> DIRECTION: Copy the serverless pipeline text from "Serverless data engineering" to "case 1 minute).", swapping "Cloudwatch" for "EventBridge".

> EXCERPTED TEXT:
Serverless data engineering pipeline on AWS, using S3, DynamoDB, SQS and Lambda functions
Workflow explained : Youtube Link
-
We will start with a CVS file, which we will upload in a S3 bucket. The first lambda function, s3_to_dynaomdb_lambda.py will get triggered when we make the upload. The function will read the csv file and write the data to a already created table in DynamoDB.
-
Once the data is uploaded, we will move on to the next step. In the next step, we will use another lambda function, dynamodb_to_sqs_lambda.py to read the data from the table in DynamoDB and send it to SQS, which is a messaging service that stores messages/event for consumption by other aws services. This lambda will be triggered using Cloudwatch events, which will get triggered after certain interval (In this case 1 minute).
-
Once the data gets into SQS, we will move on to the third and the final part. In this step, lambda function, sqs_sentiment_to_s3_lambda.py, will get the messages from the SQS queue, read them and send to Amazon Comprehend for sentiment analysis. The analyzed sentiment, along the the original review and id will be saved in csv file in S3 bucket.
Amazon Web Service (AWS)
Amazon S3
AWS Lambda
Amazon DynamoDB
Amazon Cloudwatch
Amazon Simple Queue Service (SQS)
AWS Comprehend.

> INFORMATION SUPPLIED:
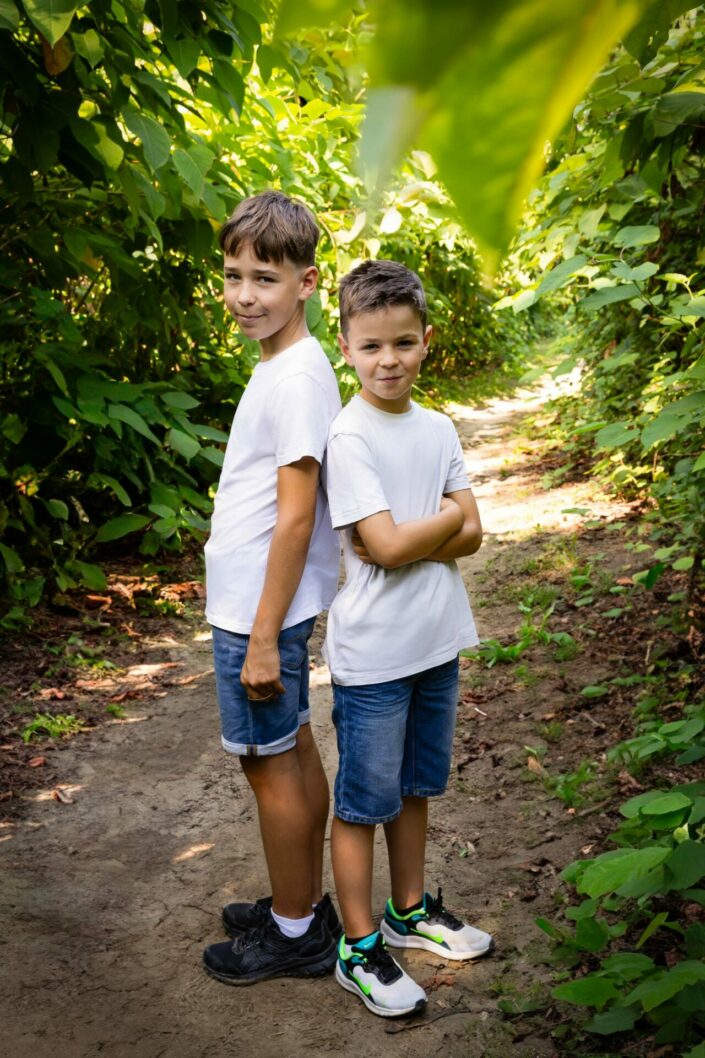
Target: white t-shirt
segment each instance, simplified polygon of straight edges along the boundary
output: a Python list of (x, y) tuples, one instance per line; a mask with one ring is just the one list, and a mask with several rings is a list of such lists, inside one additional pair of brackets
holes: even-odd
[[(225, 450), (205, 545), (205, 617), (249, 634), (276, 523), (276, 472), (312, 456), (323, 463), (338, 383), (320, 343), (305, 338), (255, 367)], [(336, 594), (340, 548), (322, 486), (306, 566), (283, 628), (326, 609)]]
[(451, 420), (412, 404), (402, 415), (354, 397), (333, 422), (326, 456), (330, 514), (343, 529), (346, 581), (328, 614), (325, 657), (337, 683), (410, 676), (478, 642), (455, 562), (382, 569), (352, 550), (352, 526), (391, 511), (394, 521), (435, 514), (446, 492), (470, 488)]

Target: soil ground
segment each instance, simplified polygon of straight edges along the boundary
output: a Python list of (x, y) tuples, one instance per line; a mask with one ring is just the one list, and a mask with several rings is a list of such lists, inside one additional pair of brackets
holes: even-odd
[[(428, 886), (435, 891), (442, 884), (450, 908), (492, 932), (495, 951), (468, 965), (444, 964), (424, 952), (403, 955), (426, 985), (429, 1005), (422, 1017), (393, 1022), (369, 1015), (332, 978), (282, 979), (251, 988), (207, 978), (201, 950), (221, 938), (221, 905), (268, 891), (252, 799), (237, 762), (219, 745), (207, 628), (193, 615), (152, 618), (151, 624), (140, 624), (135, 615), (113, 640), (110, 657), (120, 668), (91, 667), (80, 642), (98, 634), (108, 598), (91, 603), (96, 619), (83, 624), (83, 682), (75, 665), (71, 673), (54, 668), (21, 694), (24, 708), (29, 703), (34, 711), (78, 707), (90, 719), (98, 703), (102, 715), (106, 704), (120, 706), (113, 711), (124, 715), (70, 740), (33, 740), (28, 747), (6, 729), (2, 746), (7, 767), (24, 777), (11, 783), (0, 831), (6, 1055), (561, 1053), (552, 1034), (557, 1016), (553, 1025), (544, 1017), (507, 1018), (498, 999), (540, 1000), (548, 980), (547, 949), (534, 919), (555, 913), (557, 872), (581, 850), (599, 846), (614, 811), (599, 798), (586, 808), (566, 807), (570, 799), (552, 797), (542, 779), (544, 769), (568, 771), (623, 736), (627, 709), (615, 709), (613, 699), (607, 711), (599, 700), (589, 704), (580, 690), (623, 672), (637, 656), (641, 663), (653, 637), (634, 636), (639, 615), (630, 618), (629, 636), (625, 619), (601, 616), (615, 603), (604, 585), (638, 568), (625, 550), (630, 511), (590, 480), (555, 484), (560, 475), (552, 476), (552, 468), (560, 454), (547, 454), (526, 425), (547, 396), (544, 388), (482, 408), (451, 408), (486, 529), (478, 554), (462, 563), (481, 637), (514, 641), (522, 619), (518, 602), (546, 589), (549, 598), (558, 585), (549, 626), (571, 632), (580, 646), (563, 661), (534, 647), (521, 665), (463, 663), (451, 783), (431, 810)], [(582, 513), (564, 513), (576, 508)], [(576, 592), (565, 587), (567, 573), (597, 566), (604, 598), (576, 606)], [(332, 780), (331, 695), (321, 633), (312, 647), (313, 727)], [(14, 649), (11, 661), (21, 668), (21, 642)], [(65, 658), (68, 664), (71, 656)], [(69, 677), (73, 683), (62, 691), (61, 679)], [(329, 871), (327, 883), (332, 891)], [(386, 896), (380, 842), (380, 912)]]

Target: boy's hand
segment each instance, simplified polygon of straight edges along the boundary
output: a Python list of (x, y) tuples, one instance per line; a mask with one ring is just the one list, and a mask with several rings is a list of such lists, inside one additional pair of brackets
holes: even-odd
[(240, 683), (250, 701), (271, 701), (284, 694), (279, 677), (279, 649), (276, 643), (257, 643), (250, 639), (240, 673)]
[(457, 515), (457, 526), (455, 530), (457, 532), (457, 530), (463, 527), (463, 523), (465, 522), (465, 515), (463, 514), (459, 504), (456, 504), (454, 499), (450, 498), (450, 496), (441, 496), (439, 510), (447, 511), (451, 507), (455, 508), (455, 512)]
[(367, 548), (364, 545), (362, 536), (358, 532), (358, 527), (357, 526), (352, 527), (352, 550), (357, 554), (357, 557), (360, 560), (360, 562), (364, 562), (364, 564), (366, 566), (374, 566), (374, 565), (376, 565), (375, 560), (372, 558), (372, 555), (369, 554), (369, 551), (367, 550)]

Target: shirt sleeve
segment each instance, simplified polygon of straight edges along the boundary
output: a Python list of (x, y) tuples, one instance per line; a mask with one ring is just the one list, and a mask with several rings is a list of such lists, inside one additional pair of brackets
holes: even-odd
[(330, 408), (322, 387), (309, 375), (282, 379), (270, 398), (270, 421), (277, 467), (305, 456), (323, 462), (330, 428)]
[(463, 449), (460, 448), (460, 440), (455, 431), (455, 426), (450, 419), (448, 420), (448, 425), (452, 437), (450, 443), (450, 461), (446, 484), (444, 486), (444, 493), (460, 492), (463, 489), (470, 488), (470, 478), (468, 477), (468, 472), (465, 469), (465, 457), (463, 455)]
[(356, 434), (337, 434), (328, 443), (325, 484), (333, 529), (388, 511), (372, 452)]

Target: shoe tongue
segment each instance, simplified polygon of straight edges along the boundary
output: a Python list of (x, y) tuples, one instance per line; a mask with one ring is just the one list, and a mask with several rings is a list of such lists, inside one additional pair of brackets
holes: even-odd
[(379, 930), (375, 930), (369, 936), (363, 936), (362, 941), (358, 941), (354, 944), (354, 948), (361, 949), (362, 951), (369, 951), (377, 944), (377, 937), (379, 936)]

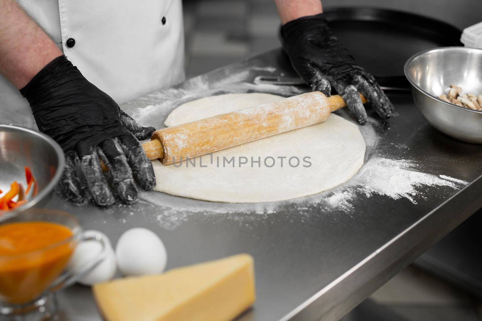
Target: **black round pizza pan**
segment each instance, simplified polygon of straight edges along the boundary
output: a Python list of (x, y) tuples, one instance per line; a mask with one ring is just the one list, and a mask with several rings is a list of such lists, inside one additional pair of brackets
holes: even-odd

> ANSWER:
Serverless data engineering pipeline on AWS, using S3, DynamoDB, SQS and Lambda functions
Workflow explained : Youtube Link
-
We will start with a CVS file, which we will upload in a S3 bucket. The first lambda function, s3_to_dynaomdb_lambda.py will get triggered when we make the upload. The function will read the csv file and write the data to a already created table in DynamoDB.
-
Once the data is uploaded, we will move on to the next step. In the next step, we will use another lambda function, dynamodb_to_sqs_lambda.py to read the data from the table in DynamoDB and send it to SQS, which is a messaging service that stores messages/event for consumption by other aws services. This lambda will be triggered using EventBridge events, which will get triggered after certain interval (In this case 1 minute).